**WHAT IS REQUIRED**
Copy out, unchanged, the stretch of lines from the one containing "Could you give the outline of every instance of the sheep's" through the end of the records.
--- BEGIN GIVEN DATA ---
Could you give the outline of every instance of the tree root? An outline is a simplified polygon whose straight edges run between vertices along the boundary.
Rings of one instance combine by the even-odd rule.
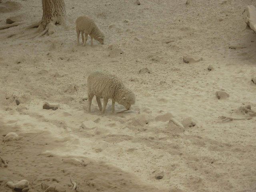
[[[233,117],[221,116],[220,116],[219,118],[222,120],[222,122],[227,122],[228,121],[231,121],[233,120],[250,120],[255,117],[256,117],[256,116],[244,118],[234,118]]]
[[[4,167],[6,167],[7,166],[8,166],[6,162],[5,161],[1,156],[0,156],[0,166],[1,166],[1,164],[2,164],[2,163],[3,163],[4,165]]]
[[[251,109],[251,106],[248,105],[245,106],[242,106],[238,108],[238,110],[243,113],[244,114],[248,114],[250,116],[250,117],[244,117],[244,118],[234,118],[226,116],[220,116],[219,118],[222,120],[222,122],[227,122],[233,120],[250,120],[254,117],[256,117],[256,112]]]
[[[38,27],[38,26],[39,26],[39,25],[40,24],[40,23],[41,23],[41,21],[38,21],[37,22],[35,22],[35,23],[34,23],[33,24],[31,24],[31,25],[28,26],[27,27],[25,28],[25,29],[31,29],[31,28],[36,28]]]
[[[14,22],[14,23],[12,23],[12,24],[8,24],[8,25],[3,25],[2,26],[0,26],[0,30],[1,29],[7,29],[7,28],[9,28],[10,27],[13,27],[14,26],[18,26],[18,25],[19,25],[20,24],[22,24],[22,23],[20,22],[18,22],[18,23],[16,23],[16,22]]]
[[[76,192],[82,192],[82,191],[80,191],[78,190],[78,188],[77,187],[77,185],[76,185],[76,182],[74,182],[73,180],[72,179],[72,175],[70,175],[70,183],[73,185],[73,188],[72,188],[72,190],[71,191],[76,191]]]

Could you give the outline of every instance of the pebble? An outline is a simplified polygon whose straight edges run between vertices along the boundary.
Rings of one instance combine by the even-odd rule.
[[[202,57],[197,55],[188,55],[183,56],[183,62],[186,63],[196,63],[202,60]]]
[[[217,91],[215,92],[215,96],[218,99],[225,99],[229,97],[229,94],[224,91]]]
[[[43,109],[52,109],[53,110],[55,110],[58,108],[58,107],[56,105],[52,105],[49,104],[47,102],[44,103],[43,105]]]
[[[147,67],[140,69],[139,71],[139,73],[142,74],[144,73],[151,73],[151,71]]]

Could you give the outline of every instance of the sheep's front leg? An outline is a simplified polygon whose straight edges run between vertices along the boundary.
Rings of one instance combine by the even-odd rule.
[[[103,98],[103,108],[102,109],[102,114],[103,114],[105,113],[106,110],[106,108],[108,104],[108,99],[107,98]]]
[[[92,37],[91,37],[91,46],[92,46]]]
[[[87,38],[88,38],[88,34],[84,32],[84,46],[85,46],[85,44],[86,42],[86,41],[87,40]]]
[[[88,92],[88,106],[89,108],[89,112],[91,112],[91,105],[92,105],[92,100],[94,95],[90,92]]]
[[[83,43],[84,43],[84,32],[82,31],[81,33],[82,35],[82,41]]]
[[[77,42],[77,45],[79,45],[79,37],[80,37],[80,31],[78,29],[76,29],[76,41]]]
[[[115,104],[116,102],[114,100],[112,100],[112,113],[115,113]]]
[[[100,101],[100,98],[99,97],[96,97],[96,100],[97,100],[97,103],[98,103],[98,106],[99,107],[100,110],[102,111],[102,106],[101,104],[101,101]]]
--- END GIVEN DATA ---
**TASK RESULT**
Could you give the outline of every instance of the sheep's front leg? An outline is a simplified polygon whose straight edges run between vertices along the boundary.
Rings of one instance combine by the even-odd rule.
[[[103,98],[103,108],[102,109],[102,114],[103,114],[105,113],[106,110],[106,108],[108,104],[108,99],[107,98]]]
[[[92,37],[91,37],[91,46],[92,46]]]
[[[87,38],[88,38],[88,34],[84,32],[84,46],[85,46],[85,44],[86,42],[86,41],[87,40]]]
[[[88,92],[88,106],[89,108],[89,112],[91,112],[91,105],[92,105],[92,100],[94,95],[90,92]]]
[[[83,43],[84,43],[84,32],[82,31],[81,33],[82,35],[82,41]]]
[[[77,42],[77,45],[79,45],[79,37],[80,37],[80,31],[78,29],[76,29],[76,41]]]
[[[115,104],[116,102],[114,100],[112,100],[112,113],[115,113]]]
[[[100,101],[100,98],[99,97],[96,97],[96,100],[97,100],[97,103],[98,103],[98,106],[99,107],[100,110],[102,111],[102,106],[101,104],[101,101]]]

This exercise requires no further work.